* [Given text]
═══
Telephone:   (312) 461-7720
Facsimile:     (312) 461-7096
barry.mcinerney@bmo.com
March 23, 2011
Dear Clients and Friends of M&I Investment Management Corp.:
BMO Financial Group (“BMO”) announced in December 2010 a definitive agreement under which BMO will acquire Marshall & Ilsley Corporation (“M&I”), the parent company of M&I Investment Management Corp. The transaction is subject to customary closing conditions, including regulatory approvals and approval from shareholders of M&I. We anticipate closing will occur prior to July 31, 2011.
Given your relationship with M&I Investment Management Corp., we wanted to share with you our excitement at the prospect of having such a high quality team join BMO Asset Management.1 M&I Investment Management Corp. offers complementary investment strategies we believe will further enhance BMO’s distribution and service capabilities, creating greater opportunities and value for our clients.
The pending acquisition is consistent with BMO’s commitment to its investment management business. BMO has extensive asset management resources, meeting institutional, private banking and retail clients’ growing demand for global investment strategies. BMO Asset Management spans the globe with operations in Canada, the United States, the United Kingdom, the United Arab Emirates, and in January 2011 announced it had reached a definitive agreement to acquire Lloyd George Management, based in China (Hong Kong). It currently has over $58 billion in assets under management globally, and could have close to $100 billion once the acquisition closes.
═══
Point annotation data:
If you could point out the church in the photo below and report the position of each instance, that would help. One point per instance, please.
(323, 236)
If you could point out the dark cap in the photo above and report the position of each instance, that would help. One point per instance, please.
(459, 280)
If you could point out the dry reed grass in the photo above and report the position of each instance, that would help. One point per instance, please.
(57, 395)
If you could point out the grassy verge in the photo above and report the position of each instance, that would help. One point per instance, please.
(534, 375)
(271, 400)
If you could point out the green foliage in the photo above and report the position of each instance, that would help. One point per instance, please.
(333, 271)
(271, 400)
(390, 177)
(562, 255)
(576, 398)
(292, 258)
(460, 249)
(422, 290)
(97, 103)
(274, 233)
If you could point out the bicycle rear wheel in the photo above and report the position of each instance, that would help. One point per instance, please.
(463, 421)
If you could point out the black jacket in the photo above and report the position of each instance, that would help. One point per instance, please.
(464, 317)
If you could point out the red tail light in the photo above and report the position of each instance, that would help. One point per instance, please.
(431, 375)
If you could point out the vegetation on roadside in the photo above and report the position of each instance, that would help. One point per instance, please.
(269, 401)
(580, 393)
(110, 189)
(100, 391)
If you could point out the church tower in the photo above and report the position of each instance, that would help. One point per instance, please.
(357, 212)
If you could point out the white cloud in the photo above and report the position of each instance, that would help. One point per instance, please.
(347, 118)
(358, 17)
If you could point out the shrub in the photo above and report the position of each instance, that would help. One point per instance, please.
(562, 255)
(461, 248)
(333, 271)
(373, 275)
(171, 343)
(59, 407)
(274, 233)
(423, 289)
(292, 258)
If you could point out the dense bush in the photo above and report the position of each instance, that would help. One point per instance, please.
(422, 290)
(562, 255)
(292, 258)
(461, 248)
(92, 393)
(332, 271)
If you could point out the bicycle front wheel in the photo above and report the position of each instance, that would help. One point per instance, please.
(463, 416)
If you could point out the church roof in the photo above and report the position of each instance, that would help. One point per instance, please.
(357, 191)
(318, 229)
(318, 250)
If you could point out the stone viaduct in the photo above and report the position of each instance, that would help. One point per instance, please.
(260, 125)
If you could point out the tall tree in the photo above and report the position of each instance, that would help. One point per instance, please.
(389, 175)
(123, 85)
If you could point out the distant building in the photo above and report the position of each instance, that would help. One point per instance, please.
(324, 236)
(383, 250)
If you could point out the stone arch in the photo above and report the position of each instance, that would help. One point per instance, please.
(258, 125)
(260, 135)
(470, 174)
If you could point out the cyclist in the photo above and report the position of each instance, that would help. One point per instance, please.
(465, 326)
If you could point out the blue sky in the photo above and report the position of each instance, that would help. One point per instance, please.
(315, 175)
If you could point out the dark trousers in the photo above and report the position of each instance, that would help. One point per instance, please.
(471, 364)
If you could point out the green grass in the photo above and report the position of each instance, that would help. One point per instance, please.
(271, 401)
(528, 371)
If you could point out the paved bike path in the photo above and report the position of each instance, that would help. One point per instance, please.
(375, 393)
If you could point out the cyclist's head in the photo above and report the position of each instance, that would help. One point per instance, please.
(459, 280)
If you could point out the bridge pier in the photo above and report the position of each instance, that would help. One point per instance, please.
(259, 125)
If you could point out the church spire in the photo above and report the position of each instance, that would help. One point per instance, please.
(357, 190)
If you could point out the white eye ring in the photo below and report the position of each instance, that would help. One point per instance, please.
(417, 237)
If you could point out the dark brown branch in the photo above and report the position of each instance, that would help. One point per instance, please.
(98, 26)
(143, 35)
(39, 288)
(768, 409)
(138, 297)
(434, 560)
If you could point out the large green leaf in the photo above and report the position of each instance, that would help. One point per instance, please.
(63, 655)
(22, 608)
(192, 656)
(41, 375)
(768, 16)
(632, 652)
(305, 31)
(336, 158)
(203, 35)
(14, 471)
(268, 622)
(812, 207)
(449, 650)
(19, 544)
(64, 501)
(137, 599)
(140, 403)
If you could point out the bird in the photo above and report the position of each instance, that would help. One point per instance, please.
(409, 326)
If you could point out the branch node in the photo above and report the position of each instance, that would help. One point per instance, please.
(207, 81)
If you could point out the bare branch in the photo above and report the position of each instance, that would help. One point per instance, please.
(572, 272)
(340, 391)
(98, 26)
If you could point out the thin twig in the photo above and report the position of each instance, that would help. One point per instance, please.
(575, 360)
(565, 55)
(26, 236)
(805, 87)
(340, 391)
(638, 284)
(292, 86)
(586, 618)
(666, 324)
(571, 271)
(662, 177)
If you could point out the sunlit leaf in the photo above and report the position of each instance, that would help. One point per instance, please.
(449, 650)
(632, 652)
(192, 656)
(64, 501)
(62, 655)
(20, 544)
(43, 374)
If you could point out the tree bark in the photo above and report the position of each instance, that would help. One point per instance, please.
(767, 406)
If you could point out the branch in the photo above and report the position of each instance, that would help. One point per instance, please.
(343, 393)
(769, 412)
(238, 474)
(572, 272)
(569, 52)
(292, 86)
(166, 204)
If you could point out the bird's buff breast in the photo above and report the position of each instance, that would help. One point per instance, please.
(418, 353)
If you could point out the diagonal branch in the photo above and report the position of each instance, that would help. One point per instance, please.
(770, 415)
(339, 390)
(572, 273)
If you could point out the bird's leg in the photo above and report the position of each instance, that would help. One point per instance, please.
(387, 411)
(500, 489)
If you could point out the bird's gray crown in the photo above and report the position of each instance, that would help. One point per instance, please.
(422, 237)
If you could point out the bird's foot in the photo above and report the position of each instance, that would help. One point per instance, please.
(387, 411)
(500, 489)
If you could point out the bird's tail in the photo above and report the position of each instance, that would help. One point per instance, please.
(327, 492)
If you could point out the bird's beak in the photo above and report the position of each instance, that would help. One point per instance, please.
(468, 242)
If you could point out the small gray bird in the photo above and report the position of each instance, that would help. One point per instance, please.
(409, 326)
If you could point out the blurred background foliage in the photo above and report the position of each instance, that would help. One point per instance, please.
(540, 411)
═══
* [What to do] Retype, word for word, the stretch of the letter on BMO's acquisition of M&I from "The pending acquisition" through "the acquisition closes.". The data has no role in this exercise.

* [Answer in full]
The pending acquisition is consistent with BMO’s commitment to its investment management business. BMO has extensive asset management resources, meeting institutional, private banking and retail clients’ growing demand for global investment strategies. BMO Asset Management spans the globe with operations in Canada, the United States, the United Kingdom, the United Arab Emirates, and in January 2011 announced it had reached a definitive agreement to acquire Lloyd George Management, based in China (Hong Kong). It currently has over $58 billion in assets under management globally, and could have close to $100 billion once the acquisition closes.